> **About this task**
Starting at the line that contains "Pick out the stone", transcribe every remaining line of the entries exactly, including the last one.

> **Dataset**
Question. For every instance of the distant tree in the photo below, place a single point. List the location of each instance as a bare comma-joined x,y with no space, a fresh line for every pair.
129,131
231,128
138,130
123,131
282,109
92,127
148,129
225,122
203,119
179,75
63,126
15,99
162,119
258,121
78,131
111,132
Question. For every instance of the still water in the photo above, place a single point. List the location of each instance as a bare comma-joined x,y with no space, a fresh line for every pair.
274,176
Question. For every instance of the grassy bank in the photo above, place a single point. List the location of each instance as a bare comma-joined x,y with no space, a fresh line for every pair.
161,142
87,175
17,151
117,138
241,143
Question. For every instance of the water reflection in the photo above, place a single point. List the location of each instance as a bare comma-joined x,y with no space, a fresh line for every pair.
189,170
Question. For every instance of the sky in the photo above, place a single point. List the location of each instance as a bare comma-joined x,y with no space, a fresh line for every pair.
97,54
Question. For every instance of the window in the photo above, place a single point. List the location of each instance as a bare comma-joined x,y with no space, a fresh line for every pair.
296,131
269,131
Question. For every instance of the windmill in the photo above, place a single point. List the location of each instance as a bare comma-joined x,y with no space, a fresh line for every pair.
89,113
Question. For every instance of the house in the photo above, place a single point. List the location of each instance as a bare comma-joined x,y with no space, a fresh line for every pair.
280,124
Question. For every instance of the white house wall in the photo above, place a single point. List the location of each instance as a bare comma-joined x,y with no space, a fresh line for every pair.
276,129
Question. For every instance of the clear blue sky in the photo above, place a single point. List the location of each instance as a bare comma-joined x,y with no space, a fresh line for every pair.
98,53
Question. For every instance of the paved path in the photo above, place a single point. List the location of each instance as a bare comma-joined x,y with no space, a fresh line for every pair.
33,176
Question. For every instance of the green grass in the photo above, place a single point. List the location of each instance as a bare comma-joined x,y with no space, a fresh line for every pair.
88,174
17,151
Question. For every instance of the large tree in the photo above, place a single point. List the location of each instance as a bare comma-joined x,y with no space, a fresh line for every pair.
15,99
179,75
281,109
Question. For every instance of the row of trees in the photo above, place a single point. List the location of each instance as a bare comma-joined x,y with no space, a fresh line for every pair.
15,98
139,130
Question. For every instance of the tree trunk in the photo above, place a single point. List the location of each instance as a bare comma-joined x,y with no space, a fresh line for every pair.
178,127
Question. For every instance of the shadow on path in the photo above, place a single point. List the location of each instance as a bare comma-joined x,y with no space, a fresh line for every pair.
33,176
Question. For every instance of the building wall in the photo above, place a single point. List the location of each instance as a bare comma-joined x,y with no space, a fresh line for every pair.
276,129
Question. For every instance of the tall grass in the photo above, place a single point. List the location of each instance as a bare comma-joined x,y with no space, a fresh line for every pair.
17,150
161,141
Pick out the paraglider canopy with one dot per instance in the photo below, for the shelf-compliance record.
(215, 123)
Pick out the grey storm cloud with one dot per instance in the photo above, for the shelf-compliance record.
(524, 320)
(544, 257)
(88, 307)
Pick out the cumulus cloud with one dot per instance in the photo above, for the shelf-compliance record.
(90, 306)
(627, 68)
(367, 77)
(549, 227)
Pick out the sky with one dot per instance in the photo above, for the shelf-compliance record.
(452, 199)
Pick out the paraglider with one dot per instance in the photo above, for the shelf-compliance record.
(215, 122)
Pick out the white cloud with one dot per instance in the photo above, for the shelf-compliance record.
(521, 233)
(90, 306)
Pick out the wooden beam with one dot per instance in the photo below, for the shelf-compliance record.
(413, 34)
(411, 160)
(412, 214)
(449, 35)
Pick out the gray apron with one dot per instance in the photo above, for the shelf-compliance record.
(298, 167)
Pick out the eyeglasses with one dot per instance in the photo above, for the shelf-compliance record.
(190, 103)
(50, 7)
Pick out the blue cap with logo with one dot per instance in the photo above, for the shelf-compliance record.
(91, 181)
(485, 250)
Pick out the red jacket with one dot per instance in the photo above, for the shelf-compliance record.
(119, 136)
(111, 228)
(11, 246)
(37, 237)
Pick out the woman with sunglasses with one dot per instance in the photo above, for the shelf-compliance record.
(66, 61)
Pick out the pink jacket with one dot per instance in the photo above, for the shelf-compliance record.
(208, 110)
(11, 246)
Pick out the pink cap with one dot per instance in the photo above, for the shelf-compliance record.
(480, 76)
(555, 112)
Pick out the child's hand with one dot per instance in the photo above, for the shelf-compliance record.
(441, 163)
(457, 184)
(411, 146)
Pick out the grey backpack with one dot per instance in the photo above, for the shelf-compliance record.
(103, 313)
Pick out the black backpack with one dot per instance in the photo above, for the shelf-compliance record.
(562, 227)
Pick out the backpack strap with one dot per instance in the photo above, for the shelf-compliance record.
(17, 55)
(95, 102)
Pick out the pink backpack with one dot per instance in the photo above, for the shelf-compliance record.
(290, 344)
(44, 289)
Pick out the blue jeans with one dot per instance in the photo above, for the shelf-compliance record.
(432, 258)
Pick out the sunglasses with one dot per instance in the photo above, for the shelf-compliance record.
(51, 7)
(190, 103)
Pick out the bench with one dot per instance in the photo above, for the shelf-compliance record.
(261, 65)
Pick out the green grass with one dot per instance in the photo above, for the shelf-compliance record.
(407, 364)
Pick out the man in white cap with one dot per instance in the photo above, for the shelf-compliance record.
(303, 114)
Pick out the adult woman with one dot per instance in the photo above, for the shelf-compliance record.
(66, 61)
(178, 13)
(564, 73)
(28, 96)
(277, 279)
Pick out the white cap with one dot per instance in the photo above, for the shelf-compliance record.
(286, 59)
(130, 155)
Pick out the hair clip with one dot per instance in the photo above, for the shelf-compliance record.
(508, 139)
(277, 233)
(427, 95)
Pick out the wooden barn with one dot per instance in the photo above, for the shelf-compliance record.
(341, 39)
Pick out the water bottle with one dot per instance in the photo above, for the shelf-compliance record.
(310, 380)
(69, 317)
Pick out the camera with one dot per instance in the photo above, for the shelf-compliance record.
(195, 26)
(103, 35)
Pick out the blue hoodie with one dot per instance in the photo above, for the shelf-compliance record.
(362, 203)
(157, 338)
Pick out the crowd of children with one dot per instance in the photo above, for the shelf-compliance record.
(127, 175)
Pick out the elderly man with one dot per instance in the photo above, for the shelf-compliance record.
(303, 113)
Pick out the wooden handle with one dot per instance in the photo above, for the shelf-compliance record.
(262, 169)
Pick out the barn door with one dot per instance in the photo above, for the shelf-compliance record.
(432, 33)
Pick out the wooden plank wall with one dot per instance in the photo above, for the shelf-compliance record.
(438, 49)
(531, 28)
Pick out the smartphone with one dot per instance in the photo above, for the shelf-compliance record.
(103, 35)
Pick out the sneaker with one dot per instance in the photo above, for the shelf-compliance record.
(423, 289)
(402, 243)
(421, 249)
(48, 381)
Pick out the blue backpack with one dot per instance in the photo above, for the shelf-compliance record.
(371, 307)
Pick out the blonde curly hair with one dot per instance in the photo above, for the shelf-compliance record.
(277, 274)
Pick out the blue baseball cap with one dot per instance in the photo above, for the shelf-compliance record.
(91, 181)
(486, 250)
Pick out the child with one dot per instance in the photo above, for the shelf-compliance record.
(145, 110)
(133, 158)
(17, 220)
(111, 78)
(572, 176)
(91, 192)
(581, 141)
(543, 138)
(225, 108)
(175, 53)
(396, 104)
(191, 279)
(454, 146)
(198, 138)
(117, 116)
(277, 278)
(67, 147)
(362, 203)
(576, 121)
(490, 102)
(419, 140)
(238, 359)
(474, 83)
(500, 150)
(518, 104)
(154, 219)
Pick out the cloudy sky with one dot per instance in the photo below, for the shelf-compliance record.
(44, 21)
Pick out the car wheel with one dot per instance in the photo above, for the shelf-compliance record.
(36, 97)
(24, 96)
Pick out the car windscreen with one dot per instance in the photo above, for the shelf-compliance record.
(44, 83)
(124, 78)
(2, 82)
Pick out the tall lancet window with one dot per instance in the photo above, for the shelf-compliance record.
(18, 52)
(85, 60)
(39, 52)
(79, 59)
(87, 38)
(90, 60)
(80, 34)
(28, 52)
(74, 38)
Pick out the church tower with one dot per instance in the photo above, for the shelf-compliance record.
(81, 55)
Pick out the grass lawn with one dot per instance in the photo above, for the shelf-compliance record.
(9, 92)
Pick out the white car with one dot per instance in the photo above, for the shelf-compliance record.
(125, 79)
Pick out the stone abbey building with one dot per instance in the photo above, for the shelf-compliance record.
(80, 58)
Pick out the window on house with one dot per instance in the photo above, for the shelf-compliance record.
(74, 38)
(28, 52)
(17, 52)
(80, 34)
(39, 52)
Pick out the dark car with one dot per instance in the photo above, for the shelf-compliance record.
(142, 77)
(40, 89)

> **Your solution**
Pick out the stone abbey building with one dot per instance in the photo above, for the shelf-compliance record.
(80, 58)
Pick out the window on house with one dot per instance in the photo above, for the shelf-compliance record.
(74, 38)
(28, 52)
(17, 52)
(80, 34)
(39, 52)
Pick out the dark car with one dot per instance in the photo above, for the shelf-compliance record.
(142, 77)
(40, 89)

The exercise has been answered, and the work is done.